Task to carry out: Please copy out all of the material below line for line, changing nothing.

Data to use:
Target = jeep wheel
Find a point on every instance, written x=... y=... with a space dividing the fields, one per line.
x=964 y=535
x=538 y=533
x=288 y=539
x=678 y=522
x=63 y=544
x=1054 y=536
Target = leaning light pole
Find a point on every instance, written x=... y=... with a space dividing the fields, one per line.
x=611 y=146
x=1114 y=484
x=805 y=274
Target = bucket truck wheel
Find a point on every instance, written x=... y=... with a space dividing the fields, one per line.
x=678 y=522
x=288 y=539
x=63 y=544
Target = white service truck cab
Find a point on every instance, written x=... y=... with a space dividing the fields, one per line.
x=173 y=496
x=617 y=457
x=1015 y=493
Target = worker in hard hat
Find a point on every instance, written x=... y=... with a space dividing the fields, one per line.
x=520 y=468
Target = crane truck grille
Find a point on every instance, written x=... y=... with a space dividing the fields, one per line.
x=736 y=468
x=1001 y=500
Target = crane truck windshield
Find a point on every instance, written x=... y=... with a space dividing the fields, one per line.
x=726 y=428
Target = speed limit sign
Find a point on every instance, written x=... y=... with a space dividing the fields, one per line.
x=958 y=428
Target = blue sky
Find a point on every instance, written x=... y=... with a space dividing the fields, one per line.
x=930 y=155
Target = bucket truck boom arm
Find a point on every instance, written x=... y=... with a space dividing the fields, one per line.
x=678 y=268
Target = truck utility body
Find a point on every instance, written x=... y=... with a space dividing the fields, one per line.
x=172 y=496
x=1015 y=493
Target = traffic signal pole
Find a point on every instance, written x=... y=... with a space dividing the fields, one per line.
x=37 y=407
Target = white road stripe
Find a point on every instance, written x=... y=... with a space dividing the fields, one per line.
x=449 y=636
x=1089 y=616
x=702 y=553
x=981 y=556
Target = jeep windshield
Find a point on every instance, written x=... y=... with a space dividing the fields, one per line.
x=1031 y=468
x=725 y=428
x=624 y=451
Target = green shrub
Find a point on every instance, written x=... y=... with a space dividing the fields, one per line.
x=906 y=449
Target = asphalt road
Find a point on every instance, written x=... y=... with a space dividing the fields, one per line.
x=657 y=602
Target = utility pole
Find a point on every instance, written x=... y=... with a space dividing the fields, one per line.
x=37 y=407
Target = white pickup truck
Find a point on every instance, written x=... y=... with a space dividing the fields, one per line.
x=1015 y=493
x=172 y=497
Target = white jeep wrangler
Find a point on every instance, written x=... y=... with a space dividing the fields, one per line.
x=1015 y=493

Final result:
Target = jeep wheel
Find a point on every instance, written x=... y=... with a space dividing the fields, one per line.
x=964 y=535
x=538 y=533
x=288 y=539
x=678 y=522
x=63 y=544
x=1054 y=536
Target = leaning light pole
Find a point on every instance, written x=... y=... with a space dividing the fields, one per line.
x=611 y=146
x=1114 y=484
x=805 y=274
Target = bucket truck wheel
Find a point on every instance, written x=... y=... with a space dividing the fields, one per line.
x=678 y=522
x=288 y=539
x=63 y=544
Target = white service truck cab
Find a point on every instance, written x=... y=... with a space dividing the fields, one per line.
x=173 y=496
x=617 y=457
x=1015 y=493
Target = worker in hard hat
Find a point on every instance, written x=... y=... with a space dividing the fields, one per line.
x=520 y=468
Target = crane truck grille
Find a point on every instance, written x=... y=... with a space dividing the fields, one per line.
x=736 y=468
x=1001 y=500
Target = crane truck windshield
Find a point on every instance, written x=... y=... with a space dividing the fields, one per line.
x=726 y=428
Target = speed limit sign
Find a point on every instance, written x=... y=... with a space dividing the fields, one per line.
x=958 y=428
Target = blue sky
Find a point on every instance, written x=... y=... with a space dividing the fields, one per line.
x=930 y=155
Target = bucket truck boom arm
Find a point on every instance, written x=... y=... with a space dividing the fields, one per line.
x=678 y=268
Target = truck utility body
Find a point on every instance, written x=... y=... with a space dividing the fields, one per line.
x=172 y=496
x=1015 y=493
Target = traffic signal pole
Find a point on every instance, written x=... y=... with a space dividing the fields, one per line.
x=37 y=407
Target = white road stripe
Find a point on every instance, written x=... y=... with a space dividing the fields, one per line.
x=449 y=636
x=1089 y=616
x=702 y=553
x=981 y=556
Target = jeep windshield
Find a point on every instance, written x=... y=... with a space dividing the fields, one per line.
x=1031 y=468
x=725 y=428
x=624 y=451
Target = green shrub
Find a point on every instance, written x=... y=... with a space dividing the fields, one per line.
x=906 y=449
Target = asphalt road
Find a point on every instance, written x=... y=... with a space dividing the fields, one per line.
x=657 y=602
Target = utility pole
Find a point on every instance, written x=... y=... with a space dividing the fields, one per line.
x=37 y=407
Target = white pickup truck
Find a point on every instance, written x=... y=... with a space dividing the fields, one per line.
x=1015 y=493
x=172 y=497
Target = white jeep wrangler
Find a point on every instance, written x=... y=... with a space dividing the fields, one per line.
x=1015 y=493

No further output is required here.